## Quoted text:
######
By Ian Ridley
And so the ritual debate had its annual airing. “We play too much football over Christmas and New Year”, bleated those Premier League managers not yet fully integrated into English football culture and heritage. “We need a winter break”, said even those who do have a feel for the game.
On that, I’m with them, though perhaps not for the usual reasons and certainly not for a Non-League game which needs regular revenue. A break might indeed help the England national team at World Cup and European Championship finals competitions in summers, so wonderful do they look in qualifying, so weary – mentally and physically – when the real thing arrives.
But it is more than that. It is about improving the health of the game at Non-League level, which is often forgotten in such discussions, as well as national. And to give new impetus to the FA Cup, which again fell victim to top-flight managers sending out weakened teams in the third round last weekend in front of dwindling crowds. A more modern annual ritual.
######
## Material supplied:

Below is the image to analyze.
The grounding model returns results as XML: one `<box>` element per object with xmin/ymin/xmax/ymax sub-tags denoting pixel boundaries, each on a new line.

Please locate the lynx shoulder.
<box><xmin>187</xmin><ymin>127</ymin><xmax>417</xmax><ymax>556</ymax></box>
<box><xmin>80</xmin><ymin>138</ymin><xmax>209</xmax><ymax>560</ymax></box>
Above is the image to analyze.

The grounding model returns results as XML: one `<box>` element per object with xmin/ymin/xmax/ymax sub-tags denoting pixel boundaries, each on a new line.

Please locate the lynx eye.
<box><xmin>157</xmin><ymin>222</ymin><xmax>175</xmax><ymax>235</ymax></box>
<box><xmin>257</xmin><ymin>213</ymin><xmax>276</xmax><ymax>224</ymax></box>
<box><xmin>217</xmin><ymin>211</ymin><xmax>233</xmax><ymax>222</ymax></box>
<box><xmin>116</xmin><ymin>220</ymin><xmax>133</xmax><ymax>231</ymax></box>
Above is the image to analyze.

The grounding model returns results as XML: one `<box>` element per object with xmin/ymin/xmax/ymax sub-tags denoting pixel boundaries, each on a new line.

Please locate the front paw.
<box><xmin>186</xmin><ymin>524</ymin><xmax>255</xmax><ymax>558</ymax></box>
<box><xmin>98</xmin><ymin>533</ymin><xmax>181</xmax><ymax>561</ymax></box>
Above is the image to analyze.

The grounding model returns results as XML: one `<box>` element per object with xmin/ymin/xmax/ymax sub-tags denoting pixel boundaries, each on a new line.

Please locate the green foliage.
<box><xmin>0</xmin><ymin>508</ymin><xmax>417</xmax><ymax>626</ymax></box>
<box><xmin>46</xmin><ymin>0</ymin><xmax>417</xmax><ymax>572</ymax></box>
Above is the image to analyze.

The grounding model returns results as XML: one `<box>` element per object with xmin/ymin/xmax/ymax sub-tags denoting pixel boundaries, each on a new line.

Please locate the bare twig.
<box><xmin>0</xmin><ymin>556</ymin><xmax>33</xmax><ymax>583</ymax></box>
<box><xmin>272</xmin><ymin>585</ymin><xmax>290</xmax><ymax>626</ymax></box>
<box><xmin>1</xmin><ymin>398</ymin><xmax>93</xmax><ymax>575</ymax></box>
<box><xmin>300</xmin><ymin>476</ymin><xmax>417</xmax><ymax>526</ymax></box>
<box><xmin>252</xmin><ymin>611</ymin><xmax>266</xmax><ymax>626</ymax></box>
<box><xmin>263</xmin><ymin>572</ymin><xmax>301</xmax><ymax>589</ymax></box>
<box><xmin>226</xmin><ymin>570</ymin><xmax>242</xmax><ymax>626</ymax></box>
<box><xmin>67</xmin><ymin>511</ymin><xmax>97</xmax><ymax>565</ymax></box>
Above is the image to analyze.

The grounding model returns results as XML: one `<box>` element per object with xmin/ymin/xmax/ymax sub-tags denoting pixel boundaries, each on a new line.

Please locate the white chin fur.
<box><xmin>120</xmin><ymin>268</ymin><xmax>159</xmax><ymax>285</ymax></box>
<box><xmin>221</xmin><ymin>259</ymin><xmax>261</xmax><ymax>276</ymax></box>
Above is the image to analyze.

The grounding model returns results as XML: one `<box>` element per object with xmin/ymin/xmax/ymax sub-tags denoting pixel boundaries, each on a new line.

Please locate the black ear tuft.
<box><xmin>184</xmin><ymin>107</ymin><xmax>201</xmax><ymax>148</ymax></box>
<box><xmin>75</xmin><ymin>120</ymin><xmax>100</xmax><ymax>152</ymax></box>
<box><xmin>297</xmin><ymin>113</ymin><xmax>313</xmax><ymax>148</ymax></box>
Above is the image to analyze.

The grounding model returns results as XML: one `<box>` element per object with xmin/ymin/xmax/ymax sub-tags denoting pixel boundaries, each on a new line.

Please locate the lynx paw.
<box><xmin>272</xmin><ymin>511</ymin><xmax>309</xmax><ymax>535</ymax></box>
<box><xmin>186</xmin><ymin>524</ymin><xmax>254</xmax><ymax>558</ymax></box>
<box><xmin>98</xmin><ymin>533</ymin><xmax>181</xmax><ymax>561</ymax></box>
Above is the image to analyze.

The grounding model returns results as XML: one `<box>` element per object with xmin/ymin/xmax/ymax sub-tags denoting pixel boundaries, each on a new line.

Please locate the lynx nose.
######
## What is asked:
Please reproduce the stretch of the winter-break column above that opens with the words containing "But it is more" and closes with "modern annual ritual.".

## Solution for this exercise:
But it is more than that. It is about improving the health of the game at Non-League level, which is often forgotten in such discussions, as well as national. And to give new impetus to the FA Cup, which again fell victim to top-flight managers sending out weakened teams in the third round last weekend in front of dwindling crowds. A more modern annual ritual.